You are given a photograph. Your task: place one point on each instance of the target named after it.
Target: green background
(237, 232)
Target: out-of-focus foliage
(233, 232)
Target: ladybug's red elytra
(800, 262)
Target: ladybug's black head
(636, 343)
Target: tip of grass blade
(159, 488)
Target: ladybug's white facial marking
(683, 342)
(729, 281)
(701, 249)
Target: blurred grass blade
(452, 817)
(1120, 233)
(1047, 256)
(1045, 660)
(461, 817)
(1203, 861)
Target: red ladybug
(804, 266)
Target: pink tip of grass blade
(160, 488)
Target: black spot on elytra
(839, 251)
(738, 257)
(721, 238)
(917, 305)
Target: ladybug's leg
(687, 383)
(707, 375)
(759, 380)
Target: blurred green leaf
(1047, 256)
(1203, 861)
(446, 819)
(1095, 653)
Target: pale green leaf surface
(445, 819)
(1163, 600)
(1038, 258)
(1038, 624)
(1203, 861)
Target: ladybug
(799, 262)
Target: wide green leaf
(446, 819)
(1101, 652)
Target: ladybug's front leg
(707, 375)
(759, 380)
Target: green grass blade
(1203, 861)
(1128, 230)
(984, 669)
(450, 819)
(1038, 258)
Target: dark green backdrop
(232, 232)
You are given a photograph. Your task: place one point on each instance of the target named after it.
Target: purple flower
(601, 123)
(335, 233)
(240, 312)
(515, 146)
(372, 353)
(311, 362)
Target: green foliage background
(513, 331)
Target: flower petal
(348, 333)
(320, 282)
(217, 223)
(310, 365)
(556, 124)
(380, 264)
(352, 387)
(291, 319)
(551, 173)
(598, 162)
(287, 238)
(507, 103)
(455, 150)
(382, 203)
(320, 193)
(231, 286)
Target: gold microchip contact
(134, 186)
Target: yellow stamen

■ ■ ■ ■

YOUR OBJECTIVE:
In full and word for word, repeat the records.

SOLUTION TO THIS EXERCISE:
You are given a photograph. Your task: place one point on each instance of the target named after it.
Target: green background
(237, 232)
Target: out-of-focus foliage
(233, 232)
Target: ladybug's red elytra
(800, 262)
Target: ladybug's black head
(636, 343)
Target: tip of grass blade
(159, 488)
Target: ladybug's white facial marking
(683, 342)
(729, 281)
(701, 249)
Target: blurred grass blade
(452, 817)
(1120, 233)
(1047, 256)
(1045, 660)
(461, 817)
(1203, 861)
Target: red ladybug
(804, 266)
Target: pink tip of grass blade
(160, 488)
Target: black spot on elytra
(839, 251)
(738, 257)
(721, 238)
(917, 305)
Target: ladybug's leg
(687, 383)
(707, 375)
(759, 380)
Target: blurred green leaf
(1047, 256)
(1203, 861)
(446, 819)
(1095, 653)
Target: pale green leaf surface
(445, 819)
(1163, 600)
(1038, 258)
(1038, 624)
(1203, 861)
Target: ladybug
(799, 262)
Target: wide green leaf
(446, 819)
(1101, 652)
Target: ladybug's front leg
(707, 375)
(759, 380)
Target: green grass blade
(1203, 861)
(1128, 230)
(984, 669)
(450, 819)
(1038, 258)
Target: dark green backdrop
(232, 232)
You are given a photograph. Your task: place one point on each instance of the target named after it.
Target: purple flower
(601, 123)
(335, 233)
(240, 312)
(515, 146)
(372, 353)
(311, 362)
Target: green foliage background
(513, 331)
Target: flower petal
(348, 333)
(320, 282)
(217, 223)
(310, 365)
(556, 124)
(380, 264)
(352, 387)
(291, 319)
(551, 173)
(598, 162)
(287, 238)
(507, 103)
(455, 150)
(382, 203)
(320, 193)
(231, 286)
Target: gold microchip contact
(134, 186)
Target: yellow stamen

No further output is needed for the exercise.